>>

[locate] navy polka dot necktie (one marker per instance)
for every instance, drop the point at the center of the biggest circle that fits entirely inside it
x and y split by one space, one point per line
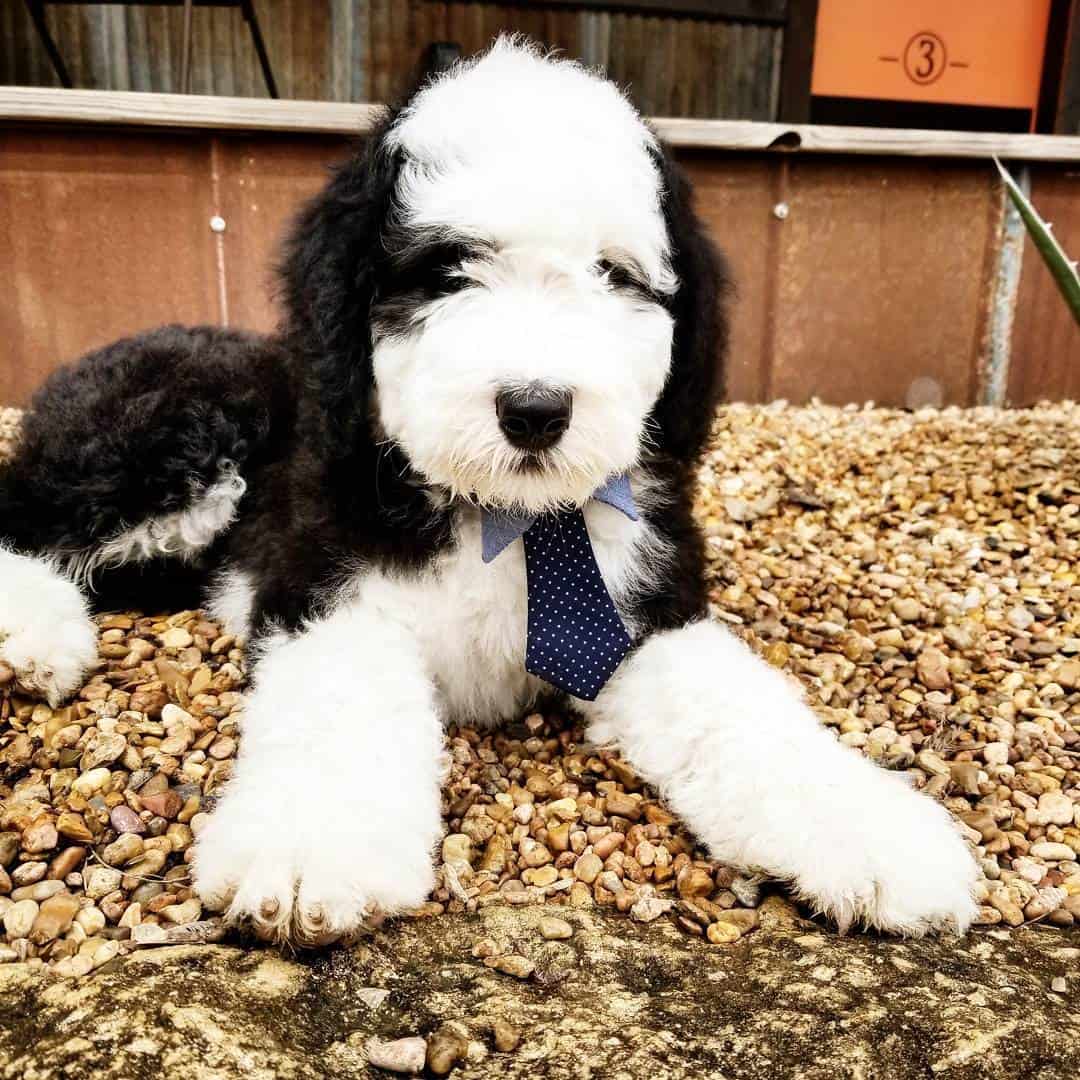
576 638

<<
>>

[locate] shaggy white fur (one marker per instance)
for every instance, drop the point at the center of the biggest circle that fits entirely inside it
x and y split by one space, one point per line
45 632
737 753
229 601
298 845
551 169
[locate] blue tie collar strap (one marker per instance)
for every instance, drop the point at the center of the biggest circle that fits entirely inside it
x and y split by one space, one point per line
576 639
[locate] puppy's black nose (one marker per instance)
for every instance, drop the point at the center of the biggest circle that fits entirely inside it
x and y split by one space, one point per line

<<

WHAT YOU SHOULD DO:
Wherever the string "marker" appears in a line of the records above, copy that line.

ANSWER FOR THE TASK:
[locate] navy polka dot necktie (one marker per instance)
[locate] shaggy white fur (one marker per instance)
[locate] blue tie collar strap (one marker per instance)
[locate] puppy's black nose (one marker per instance)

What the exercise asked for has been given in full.